◆ **TASK INSTRUCTIONS**
Could you copy out every line of the data below verbatim, changing nothing?

(Data items)
-=-=-

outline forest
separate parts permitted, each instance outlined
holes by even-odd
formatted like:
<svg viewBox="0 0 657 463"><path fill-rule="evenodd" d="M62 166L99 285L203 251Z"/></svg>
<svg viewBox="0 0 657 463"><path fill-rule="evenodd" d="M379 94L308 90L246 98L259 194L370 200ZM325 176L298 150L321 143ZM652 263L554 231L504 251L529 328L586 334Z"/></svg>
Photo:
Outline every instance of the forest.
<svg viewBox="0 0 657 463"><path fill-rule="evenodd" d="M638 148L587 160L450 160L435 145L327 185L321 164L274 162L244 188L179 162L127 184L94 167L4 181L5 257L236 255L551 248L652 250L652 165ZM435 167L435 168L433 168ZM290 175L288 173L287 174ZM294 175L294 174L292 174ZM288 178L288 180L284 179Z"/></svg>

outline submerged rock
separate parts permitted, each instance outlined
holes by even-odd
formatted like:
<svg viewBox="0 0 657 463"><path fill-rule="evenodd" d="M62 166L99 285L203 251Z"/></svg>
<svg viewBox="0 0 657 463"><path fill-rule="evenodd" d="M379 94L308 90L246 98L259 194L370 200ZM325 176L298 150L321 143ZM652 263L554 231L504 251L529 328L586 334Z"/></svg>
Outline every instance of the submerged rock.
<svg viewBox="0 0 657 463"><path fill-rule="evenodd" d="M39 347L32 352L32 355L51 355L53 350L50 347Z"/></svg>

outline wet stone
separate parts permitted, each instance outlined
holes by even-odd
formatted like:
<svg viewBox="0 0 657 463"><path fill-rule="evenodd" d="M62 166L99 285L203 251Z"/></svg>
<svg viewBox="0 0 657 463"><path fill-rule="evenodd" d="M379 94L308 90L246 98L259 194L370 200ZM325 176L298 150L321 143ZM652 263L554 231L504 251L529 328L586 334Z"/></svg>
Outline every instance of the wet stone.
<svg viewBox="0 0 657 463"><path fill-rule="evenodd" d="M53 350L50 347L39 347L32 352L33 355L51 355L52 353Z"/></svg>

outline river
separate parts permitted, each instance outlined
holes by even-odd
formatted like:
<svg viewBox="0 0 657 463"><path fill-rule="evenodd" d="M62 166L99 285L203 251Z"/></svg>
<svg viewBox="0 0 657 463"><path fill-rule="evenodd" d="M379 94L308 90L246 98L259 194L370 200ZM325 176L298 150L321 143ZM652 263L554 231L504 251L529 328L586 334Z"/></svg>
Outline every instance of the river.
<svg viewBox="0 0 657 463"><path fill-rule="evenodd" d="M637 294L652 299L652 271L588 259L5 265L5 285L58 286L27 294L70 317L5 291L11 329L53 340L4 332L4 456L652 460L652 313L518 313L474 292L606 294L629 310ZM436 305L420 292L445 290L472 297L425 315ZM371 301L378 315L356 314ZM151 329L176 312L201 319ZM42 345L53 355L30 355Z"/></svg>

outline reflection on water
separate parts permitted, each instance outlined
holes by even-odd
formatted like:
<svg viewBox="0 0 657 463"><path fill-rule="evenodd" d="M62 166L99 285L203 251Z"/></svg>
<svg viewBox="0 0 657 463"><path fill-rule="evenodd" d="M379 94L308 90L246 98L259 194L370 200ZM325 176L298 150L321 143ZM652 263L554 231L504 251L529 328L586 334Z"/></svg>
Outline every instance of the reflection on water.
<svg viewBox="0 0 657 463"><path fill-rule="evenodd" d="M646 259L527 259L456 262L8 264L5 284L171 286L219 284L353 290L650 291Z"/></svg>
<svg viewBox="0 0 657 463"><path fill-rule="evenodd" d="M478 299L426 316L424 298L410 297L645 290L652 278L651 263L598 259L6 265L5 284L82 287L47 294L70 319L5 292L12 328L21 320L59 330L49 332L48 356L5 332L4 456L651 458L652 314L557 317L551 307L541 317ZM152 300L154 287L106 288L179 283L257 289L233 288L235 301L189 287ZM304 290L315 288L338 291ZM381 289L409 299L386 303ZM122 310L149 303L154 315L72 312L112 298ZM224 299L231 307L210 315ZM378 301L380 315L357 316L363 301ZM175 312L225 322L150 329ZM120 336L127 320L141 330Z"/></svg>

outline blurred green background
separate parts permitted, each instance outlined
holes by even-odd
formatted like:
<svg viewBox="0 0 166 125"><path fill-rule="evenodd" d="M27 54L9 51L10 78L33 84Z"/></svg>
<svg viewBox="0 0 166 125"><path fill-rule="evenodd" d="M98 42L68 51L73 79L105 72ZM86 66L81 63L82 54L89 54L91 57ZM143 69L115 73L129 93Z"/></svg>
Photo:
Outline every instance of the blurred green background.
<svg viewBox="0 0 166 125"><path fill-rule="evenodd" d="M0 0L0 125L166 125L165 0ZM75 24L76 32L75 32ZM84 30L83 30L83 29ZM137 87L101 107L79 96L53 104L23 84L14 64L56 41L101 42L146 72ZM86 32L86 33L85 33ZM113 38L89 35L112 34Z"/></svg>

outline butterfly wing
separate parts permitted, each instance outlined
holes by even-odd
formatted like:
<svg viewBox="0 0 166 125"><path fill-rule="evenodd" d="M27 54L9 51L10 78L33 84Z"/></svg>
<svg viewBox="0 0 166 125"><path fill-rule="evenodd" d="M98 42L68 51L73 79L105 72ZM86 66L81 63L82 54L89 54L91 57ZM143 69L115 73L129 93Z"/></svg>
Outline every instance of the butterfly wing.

-=-=-

◆ **EXPECTED OUTPUT**
outline forest
separate parts permitted, each instance outlined
holes by even-odd
formatted like:
<svg viewBox="0 0 657 463"><path fill-rule="evenodd" d="M62 166L99 285L203 251Z"/></svg>
<svg viewBox="0 0 657 463"><path fill-rule="evenodd" d="M379 94L308 90L246 98L259 194L370 200ZM325 176L298 150L321 143ZM652 263L554 231L504 251L529 328L586 334Z"/></svg>
Photo:
Outline every instance of the forest.
<svg viewBox="0 0 657 463"><path fill-rule="evenodd" d="M638 148L587 160L450 160L435 145L327 185L321 164L274 162L244 188L179 162L127 184L94 167L4 181L5 257L236 255L551 248L652 250L652 165ZM435 167L435 168L433 168ZM290 175L288 173L287 174ZM294 175L294 174L292 174ZM288 178L288 180L284 179Z"/></svg>

outline submerged rock
separate parts permitted, each instance outlined
holes by even-odd
formatted like:
<svg viewBox="0 0 657 463"><path fill-rule="evenodd" d="M62 166L99 285L203 251Z"/></svg>
<svg viewBox="0 0 657 463"><path fill-rule="evenodd" d="M379 94L308 90L246 98L259 194L370 200ZM325 176L298 150L321 143ZM652 263L554 231L504 251L529 328L586 334Z"/></svg>
Outline every instance of the submerged rock.
<svg viewBox="0 0 657 463"><path fill-rule="evenodd" d="M39 347L32 352L32 355L51 355L53 350L50 347Z"/></svg>

outline wet stone
separate parts permitted, each instance outlined
holes by even-odd
formatted like:
<svg viewBox="0 0 657 463"><path fill-rule="evenodd" d="M62 166L99 285L203 251Z"/></svg>
<svg viewBox="0 0 657 463"><path fill-rule="evenodd" d="M379 94L308 90L246 98L259 194L370 200ZM325 176L298 150L321 143ZM652 263L554 231L504 251L529 328L586 334Z"/></svg>
Outline every instance of the wet stone.
<svg viewBox="0 0 657 463"><path fill-rule="evenodd" d="M53 350L50 347L39 347L32 352L33 355L51 355L52 353Z"/></svg>

outline river
separate parts permitted, each instance outlined
holes by even-odd
formatted like:
<svg viewBox="0 0 657 463"><path fill-rule="evenodd" d="M62 166L99 285L203 251Z"/></svg>
<svg viewBox="0 0 657 463"><path fill-rule="evenodd" d="M379 94L308 90L246 98L259 194L370 200ZM325 176L298 150L321 143ZM652 263L554 231L504 251L529 328L586 334Z"/></svg>
Outline every instance of the river.
<svg viewBox="0 0 657 463"><path fill-rule="evenodd" d="M637 294L652 299L652 271L588 259L5 265L5 285L58 286L27 294L70 317L5 291L11 329L53 340L4 332L4 456L652 460L652 313L518 313L474 292L606 294L629 310ZM436 305L420 292L445 290L472 297L425 315ZM371 301L378 315L356 314ZM151 329L176 312L201 319ZM42 345L53 355L30 355Z"/></svg>

outline reflection on water
separate parts permitted, each instance outlined
holes by even-odd
formatted like:
<svg viewBox="0 0 657 463"><path fill-rule="evenodd" d="M62 166L99 285L203 251Z"/></svg>
<svg viewBox="0 0 657 463"><path fill-rule="evenodd" d="M379 94L308 90L246 98L259 194L370 200ZM325 176L298 150L321 143ZM652 263L554 231L504 251L529 328L586 334Z"/></svg>
Outline every instance of the reflection on water.
<svg viewBox="0 0 657 463"><path fill-rule="evenodd" d="M646 259L527 259L456 262L8 264L5 284L171 286L219 284L353 290L650 291Z"/></svg>
<svg viewBox="0 0 657 463"><path fill-rule="evenodd" d="M478 299L426 316L424 298L410 297L645 290L652 278L651 263L598 259L6 265L5 284L82 287L47 294L70 319L5 292L12 328L21 320L59 330L49 332L48 356L5 332L4 456L651 458L652 314L557 317L551 307L541 317ZM152 300L154 287L106 288L179 283L257 289L233 288L235 301L189 287ZM304 290L315 288L338 291ZM381 289L409 299L386 303ZM122 310L149 303L154 315L72 312L112 298ZM224 299L231 307L210 315ZM378 301L380 315L357 316L363 301ZM175 312L225 322L150 329ZM120 336L127 320L141 330Z"/></svg>

outline blurred green background
separate parts permitted, each instance outlined
holes by even-odd
formatted like:
<svg viewBox="0 0 166 125"><path fill-rule="evenodd" d="M27 54L9 51L10 78L33 84Z"/></svg>
<svg viewBox="0 0 166 125"><path fill-rule="evenodd" d="M98 42L68 51L73 79L105 72ZM86 66L81 63L82 54L89 54L91 57ZM143 69L115 73L129 93Z"/></svg>
Photo:
Outline every instance of the blurred green background.
<svg viewBox="0 0 166 125"><path fill-rule="evenodd" d="M0 0L0 125L166 125L165 0ZM75 24L76 32L75 32ZM84 30L83 30L83 29ZM137 87L101 107L79 96L53 104L23 84L14 64L56 41L101 42L146 72ZM86 32L86 33L85 33ZM113 38L89 35L112 34Z"/></svg>

outline butterfly wing
separate parts permitted, each instance outlined
holes by even-odd
formatted like:
<svg viewBox="0 0 166 125"><path fill-rule="evenodd" d="M27 54L9 51L10 78L33 84Z"/></svg>
<svg viewBox="0 0 166 125"><path fill-rule="evenodd" d="M98 42L68 51L73 79L105 72ZM86 66L81 63L82 54L89 54L91 57ZM143 69L115 73L129 93Z"/></svg>
Outline every instance of the butterfly wing.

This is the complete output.